Extract each line of the items below that contains the string "handle", and reproduce those lines in full.

- - -

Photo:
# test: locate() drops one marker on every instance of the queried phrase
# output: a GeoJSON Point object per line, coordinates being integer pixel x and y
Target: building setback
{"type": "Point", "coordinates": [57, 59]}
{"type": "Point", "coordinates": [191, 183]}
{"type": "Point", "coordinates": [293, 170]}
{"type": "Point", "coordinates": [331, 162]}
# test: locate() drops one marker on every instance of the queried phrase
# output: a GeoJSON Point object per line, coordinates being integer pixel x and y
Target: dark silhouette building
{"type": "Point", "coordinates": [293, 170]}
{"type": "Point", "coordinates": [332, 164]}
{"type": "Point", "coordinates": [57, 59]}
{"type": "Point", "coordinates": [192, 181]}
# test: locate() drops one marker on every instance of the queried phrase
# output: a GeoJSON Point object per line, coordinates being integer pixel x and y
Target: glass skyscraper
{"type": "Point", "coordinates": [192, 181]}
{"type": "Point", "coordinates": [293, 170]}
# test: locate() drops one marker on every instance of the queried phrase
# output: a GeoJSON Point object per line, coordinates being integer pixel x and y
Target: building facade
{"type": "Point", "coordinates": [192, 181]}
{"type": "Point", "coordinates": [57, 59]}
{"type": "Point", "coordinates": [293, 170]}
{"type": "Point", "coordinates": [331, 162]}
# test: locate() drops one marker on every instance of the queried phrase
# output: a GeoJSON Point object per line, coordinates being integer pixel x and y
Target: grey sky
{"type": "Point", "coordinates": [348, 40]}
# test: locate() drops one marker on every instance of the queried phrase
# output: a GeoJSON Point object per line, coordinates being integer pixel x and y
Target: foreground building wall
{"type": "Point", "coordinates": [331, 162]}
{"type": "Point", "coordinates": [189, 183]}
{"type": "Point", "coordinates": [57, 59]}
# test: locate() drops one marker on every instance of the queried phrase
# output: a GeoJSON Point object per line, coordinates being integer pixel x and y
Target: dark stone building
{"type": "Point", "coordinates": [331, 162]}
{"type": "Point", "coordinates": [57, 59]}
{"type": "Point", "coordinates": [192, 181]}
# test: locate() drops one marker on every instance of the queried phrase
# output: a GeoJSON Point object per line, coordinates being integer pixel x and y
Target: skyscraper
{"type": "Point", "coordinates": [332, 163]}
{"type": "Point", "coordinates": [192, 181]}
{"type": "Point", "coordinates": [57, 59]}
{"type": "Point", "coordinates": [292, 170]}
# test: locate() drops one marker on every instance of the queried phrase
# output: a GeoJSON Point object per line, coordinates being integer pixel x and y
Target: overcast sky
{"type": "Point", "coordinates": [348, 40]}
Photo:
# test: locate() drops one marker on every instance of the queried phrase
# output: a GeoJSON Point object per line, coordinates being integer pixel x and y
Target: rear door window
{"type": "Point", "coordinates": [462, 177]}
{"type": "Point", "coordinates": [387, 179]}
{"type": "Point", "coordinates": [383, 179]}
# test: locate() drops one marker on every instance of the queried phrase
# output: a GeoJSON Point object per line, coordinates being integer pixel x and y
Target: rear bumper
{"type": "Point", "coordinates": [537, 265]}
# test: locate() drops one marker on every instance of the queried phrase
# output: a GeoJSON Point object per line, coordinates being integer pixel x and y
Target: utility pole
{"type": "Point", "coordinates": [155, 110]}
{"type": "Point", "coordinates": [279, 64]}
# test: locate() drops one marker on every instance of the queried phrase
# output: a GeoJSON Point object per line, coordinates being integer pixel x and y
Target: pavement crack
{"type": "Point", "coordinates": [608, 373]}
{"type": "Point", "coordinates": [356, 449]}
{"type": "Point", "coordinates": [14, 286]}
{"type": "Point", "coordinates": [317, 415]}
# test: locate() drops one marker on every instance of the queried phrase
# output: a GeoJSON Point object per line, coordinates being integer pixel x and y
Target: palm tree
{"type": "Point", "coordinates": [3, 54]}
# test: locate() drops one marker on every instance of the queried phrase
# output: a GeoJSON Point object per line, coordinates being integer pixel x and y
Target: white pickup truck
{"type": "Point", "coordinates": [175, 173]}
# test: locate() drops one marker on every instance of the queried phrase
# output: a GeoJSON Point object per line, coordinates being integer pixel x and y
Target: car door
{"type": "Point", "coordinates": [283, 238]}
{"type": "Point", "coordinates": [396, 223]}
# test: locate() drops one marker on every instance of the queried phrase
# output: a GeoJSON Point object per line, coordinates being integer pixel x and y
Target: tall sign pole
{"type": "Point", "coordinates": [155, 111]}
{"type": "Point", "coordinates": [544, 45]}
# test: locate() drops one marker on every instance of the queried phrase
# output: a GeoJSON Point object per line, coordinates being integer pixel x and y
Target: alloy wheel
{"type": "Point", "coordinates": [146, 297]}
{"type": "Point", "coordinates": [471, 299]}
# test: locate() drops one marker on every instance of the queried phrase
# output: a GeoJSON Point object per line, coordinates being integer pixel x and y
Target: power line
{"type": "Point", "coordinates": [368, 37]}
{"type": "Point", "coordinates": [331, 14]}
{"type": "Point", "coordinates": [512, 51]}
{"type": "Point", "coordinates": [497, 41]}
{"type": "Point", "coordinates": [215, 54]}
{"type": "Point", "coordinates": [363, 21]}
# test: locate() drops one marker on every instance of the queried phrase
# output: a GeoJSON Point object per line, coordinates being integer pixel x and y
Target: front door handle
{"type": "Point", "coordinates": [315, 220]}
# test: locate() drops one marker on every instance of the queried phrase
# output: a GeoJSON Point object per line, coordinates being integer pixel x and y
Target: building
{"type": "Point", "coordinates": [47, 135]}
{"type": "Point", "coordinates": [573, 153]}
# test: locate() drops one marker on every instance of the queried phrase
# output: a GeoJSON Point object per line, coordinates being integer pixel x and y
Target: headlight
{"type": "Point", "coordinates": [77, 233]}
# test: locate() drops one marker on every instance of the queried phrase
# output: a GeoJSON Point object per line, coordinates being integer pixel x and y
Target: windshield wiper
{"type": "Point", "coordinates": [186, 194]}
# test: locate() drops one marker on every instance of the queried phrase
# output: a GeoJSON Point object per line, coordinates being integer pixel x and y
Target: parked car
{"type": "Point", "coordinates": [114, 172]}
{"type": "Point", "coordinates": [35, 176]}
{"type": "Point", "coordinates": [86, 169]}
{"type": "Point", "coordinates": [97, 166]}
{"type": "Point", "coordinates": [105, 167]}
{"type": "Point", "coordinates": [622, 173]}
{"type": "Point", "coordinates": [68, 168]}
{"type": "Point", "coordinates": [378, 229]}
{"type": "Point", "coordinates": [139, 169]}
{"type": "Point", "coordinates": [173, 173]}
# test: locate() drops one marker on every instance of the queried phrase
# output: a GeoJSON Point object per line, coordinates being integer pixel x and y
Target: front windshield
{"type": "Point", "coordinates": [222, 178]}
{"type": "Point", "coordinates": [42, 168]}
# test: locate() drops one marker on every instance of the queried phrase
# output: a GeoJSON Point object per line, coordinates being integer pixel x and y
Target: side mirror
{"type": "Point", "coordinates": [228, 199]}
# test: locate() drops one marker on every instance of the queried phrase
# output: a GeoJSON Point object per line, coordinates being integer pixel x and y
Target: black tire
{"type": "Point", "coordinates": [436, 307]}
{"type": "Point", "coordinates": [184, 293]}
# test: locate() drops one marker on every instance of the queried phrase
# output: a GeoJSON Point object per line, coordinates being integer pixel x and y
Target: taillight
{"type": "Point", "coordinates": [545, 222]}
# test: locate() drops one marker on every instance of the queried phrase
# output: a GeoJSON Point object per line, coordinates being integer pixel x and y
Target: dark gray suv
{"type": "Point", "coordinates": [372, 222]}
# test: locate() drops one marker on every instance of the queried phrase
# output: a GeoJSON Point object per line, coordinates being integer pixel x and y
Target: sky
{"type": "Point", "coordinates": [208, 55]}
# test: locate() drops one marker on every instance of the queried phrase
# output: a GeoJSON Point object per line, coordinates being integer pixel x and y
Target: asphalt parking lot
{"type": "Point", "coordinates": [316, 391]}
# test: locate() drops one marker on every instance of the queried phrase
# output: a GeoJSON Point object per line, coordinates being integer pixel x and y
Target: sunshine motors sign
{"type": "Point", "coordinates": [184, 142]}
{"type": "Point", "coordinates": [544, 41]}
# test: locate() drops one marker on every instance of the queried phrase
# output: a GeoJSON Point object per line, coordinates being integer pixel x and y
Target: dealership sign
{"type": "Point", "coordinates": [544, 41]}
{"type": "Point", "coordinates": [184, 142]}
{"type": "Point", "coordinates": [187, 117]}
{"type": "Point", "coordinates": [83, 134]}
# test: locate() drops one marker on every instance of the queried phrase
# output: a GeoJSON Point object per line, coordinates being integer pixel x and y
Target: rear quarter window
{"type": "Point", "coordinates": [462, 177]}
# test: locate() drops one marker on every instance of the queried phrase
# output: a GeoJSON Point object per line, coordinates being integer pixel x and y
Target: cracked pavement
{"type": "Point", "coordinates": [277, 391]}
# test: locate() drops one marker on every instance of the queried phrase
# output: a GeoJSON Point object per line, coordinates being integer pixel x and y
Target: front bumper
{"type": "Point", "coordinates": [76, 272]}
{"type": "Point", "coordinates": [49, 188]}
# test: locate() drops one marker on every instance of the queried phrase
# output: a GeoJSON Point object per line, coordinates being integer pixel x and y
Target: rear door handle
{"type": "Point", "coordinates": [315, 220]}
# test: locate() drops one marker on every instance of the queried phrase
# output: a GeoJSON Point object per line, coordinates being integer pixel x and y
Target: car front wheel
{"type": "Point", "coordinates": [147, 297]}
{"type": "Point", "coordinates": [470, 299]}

- - -

RESPONSE ::
Target: front door handle
Target: rear door handle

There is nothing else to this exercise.